DATASET Start Marker

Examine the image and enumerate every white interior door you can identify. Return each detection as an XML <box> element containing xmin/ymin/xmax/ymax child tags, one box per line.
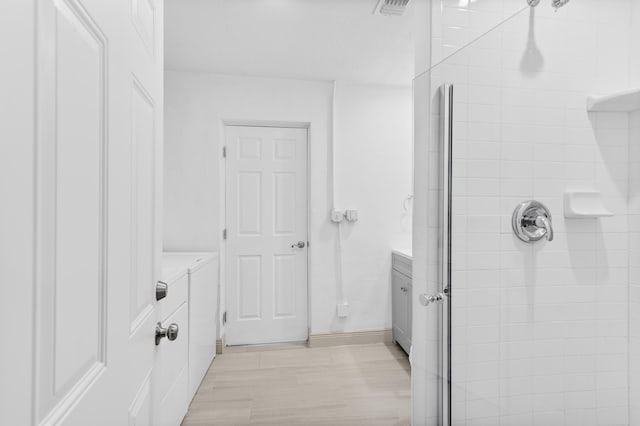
<box><xmin>0</xmin><ymin>0</ymin><xmax>163</xmax><ymax>424</ymax></box>
<box><xmin>225</xmin><ymin>126</ymin><xmax>308</xmax><ymax>346</ymax></box>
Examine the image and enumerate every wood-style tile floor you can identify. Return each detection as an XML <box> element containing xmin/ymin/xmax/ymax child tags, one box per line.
<box><xmin>181</xmin><ymin>343</ymin><xmax>411</xmax><ymax>426</ymax></box>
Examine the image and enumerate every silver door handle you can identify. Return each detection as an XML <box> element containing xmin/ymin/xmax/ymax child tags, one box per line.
<box><xmin>419</xmin><ymin>292</ymin><xmax>446</xmax><ymax>306</ymax></box>
<box><xmin>156</xmin><ymin>281</ymin><xmax>168</xmax><ymax>301</ymax></box>
<box><xmin>291</xmin><ymin>241</ymin><xmax>306</xmax><ymax>249</ymax></box>
<box><xmin>155</xmin><ymin>322</ymin><xmax>179</xmax><ymax>345</ymax></box>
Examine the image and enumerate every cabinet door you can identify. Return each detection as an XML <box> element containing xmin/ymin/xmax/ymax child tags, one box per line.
<box><xmin>406</xmin><ymin>280</ymin><xmax>413</xmax><ymax>349</ymax></box>
<box><xmin>154</xmin><ymin>303</ymin><xmax>189</xmax><ymax>426</ymax></box>
<box><xmin>189</xmin><ymin>257</ymin><xmax>219</xmax><ymax>400</ymax></box>
<box><xmin>392</xmin><ymin>270</ymin><xmax>410</xmax><ymax>350</ymax></box>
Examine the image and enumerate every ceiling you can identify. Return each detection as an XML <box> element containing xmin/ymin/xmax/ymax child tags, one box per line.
<box><xmin>164</xmin><ymin>0</ymin><xmax>415</xmax><ymax>86</ymax></box>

DATASET End Marker

## [DIRECTIONS FOR THIS TASK]
Omit the pictures and repeat the rest of the listing verbatim.

## [EXPECTED ANSWER]
Examine the image and enumerate every white interior door you can identify. Return each detection as an XML <box> element containing xmin/ymin/xmax/ymax child tags, one box per line.
<box><xmin>0</xmin><ymin>0</ymin><xmax>163</xmax><ymax>424</ymax></box>
<box><xmin>225</xmin><ymin>126</ymin><xmax>308</xmax><ymax>346</ymax></box>
Examine the image and enumerate every wood-style tile floor you can identify. Return each detection as an XML <box> element containing xmin/ymin/xmax/ymax child tags, one box per line.
<box><xmin>181</xmin><ymin>343</ymin><xmax>411</xmax><ymax>426</ymax></box>
Examine the image and enumerate every silver door handle you can identify. Return each detection as an XML <box> element containing xmin/ymin/xmax/ymax child tags, one box per line.
<box><xmin>419</xmin><ymin>292</ymin><xmax>446</xmax><ymax>306</ymax></box>
<box><xmin>156</xmin><ymin>281</ymin><xmax>168</xmax><ymax>301</ymax></box>
<box><xmin>291</xmin><ymin>241</ymin><xmax>306</xmax><ymax>249</ymax></box>
<box><xmin>155</xmin><ymin>322</ymin><xmax>179</xmax><ymax>345</ymax></box>
Examine the image and enumerate every cabinet door you can identify. Return each detection as an XML <box> element containing xmin/ymin/xmax/ymax child tags, one box per line.
<box><xmin>406</xmin><ymin>280</ymin><xmax>413</xmax><ymax>349</ymax></box>
<box><xmin>154</xmin><ymin>303</ymin><xmax>189</xmax><ymax>426</ymax></box>
<box><xmin>189</xmin><ymin>257</ymin><xmax>219</xmax><ymax>400</ymax></box>
<box><xmin>392</xmin><ymin>270</ymin><xmax>410</xmax><ymax>350</ymax></box>
Examine the image and enumerate every ceiling you can identify. Return each detection as an XML <box> element containing xmin/ymin/xmax/ymax child tags, one box per line.
<box><xmin>164</xmin><ymin>0</ymin><xmax>415</xmax><ymax>86</ymax></box>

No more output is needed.